▶ _WHAT IS NEEDED_
Output only the span of lines that begins at the line containing "Each instance of the dry" and ends at the last line of the data, both included, exactly as they appear.
---------- TASK INPUT ----------
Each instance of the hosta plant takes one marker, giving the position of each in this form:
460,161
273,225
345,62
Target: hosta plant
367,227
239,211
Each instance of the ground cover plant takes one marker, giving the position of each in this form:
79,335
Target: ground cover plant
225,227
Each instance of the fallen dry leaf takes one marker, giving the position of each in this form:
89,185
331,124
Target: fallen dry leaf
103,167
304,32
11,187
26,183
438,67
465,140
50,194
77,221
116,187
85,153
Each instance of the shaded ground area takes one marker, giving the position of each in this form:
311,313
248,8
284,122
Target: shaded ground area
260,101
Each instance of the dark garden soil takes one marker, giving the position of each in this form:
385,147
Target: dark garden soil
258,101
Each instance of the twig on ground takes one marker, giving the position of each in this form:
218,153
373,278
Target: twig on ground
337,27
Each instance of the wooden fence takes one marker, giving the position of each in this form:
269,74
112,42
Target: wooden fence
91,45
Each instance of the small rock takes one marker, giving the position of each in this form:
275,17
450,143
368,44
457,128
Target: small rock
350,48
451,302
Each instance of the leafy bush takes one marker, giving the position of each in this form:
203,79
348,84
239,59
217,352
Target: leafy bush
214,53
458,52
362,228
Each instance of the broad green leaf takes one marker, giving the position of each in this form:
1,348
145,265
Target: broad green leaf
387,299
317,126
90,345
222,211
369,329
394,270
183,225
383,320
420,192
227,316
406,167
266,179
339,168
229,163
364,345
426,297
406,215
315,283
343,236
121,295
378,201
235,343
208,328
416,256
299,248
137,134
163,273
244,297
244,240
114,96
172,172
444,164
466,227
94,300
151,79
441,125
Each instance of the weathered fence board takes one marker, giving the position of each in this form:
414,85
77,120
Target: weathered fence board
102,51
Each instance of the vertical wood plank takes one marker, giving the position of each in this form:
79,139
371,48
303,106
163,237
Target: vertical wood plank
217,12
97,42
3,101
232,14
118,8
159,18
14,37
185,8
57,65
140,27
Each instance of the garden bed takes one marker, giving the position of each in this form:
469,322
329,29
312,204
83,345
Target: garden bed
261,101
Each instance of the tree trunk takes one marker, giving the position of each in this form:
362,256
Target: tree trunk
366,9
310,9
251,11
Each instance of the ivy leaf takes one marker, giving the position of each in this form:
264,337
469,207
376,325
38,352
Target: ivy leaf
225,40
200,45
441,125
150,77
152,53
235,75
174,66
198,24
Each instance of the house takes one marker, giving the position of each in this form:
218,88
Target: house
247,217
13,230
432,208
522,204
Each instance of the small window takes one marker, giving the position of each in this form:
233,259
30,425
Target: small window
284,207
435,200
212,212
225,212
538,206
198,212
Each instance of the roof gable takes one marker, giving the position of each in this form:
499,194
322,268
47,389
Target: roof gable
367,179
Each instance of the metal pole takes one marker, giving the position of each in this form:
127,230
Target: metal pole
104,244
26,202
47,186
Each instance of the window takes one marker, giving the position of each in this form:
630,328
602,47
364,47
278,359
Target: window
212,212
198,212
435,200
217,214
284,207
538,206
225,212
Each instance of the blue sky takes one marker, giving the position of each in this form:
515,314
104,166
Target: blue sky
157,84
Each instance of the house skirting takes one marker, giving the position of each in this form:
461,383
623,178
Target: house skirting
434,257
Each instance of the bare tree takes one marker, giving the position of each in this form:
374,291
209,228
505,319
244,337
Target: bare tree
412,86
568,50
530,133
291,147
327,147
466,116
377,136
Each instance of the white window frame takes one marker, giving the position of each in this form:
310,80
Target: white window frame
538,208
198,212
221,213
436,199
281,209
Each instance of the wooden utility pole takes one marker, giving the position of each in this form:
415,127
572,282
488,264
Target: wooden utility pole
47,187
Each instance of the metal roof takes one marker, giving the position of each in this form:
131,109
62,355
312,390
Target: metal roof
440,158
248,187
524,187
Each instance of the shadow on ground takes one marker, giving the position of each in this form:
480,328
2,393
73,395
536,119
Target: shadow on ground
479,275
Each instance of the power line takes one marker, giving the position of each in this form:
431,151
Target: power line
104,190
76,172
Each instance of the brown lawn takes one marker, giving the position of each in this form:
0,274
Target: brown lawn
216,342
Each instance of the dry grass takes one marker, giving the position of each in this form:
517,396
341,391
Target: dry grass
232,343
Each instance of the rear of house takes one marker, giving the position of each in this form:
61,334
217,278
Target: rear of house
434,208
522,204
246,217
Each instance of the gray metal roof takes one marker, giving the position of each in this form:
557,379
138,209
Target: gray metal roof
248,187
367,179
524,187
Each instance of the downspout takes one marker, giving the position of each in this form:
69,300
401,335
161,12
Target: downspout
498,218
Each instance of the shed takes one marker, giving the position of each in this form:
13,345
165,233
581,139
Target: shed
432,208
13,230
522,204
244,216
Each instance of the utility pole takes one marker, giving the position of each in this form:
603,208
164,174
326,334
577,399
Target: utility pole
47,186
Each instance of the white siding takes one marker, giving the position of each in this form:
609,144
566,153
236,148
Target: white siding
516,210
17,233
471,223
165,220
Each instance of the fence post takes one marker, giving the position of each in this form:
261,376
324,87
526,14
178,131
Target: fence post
----------
▶ _SOLUTION_
Each instance of the dry grass takes one marker, giving the position of each in this form:
517,396
341,391
Target: dry grass
232,343
Each instance of the rear of house takes one marker, giving the position of each in this form:
61,334
217,278
Target: rear of house
434,208
522,204
246,217
Each instance of the gray metal roof takes one marker, giving the position of each in this form:
557,379
138,209
Target: gray metal roof
248,187
367,179
524,187
Each instance of the downspout takes one marker, giving the position of each in this form:
69,300
401,335
161,12
Target: downspout
498,218
Each instance of the shed takes one marker, giving the position of each in this form:
13,345
165,233
581,139
Target: shed
432,208
13,230
522,204
244,216
Each instance of the utility pole takes one marker, giving the position of each in this form:
603,208
164,174
326,334
577,399
Target: utility pole
47,186
Each instance of the white siding takes one marker, giving the position of each in this form:
609,144
566,153
236,148
Target: white siding
516,210
17,233
471,223
165,220
Each instance of the fence post takes one marker, giving the position of each in this form:
261,376
324,87
526,14
178,131
Target: fence post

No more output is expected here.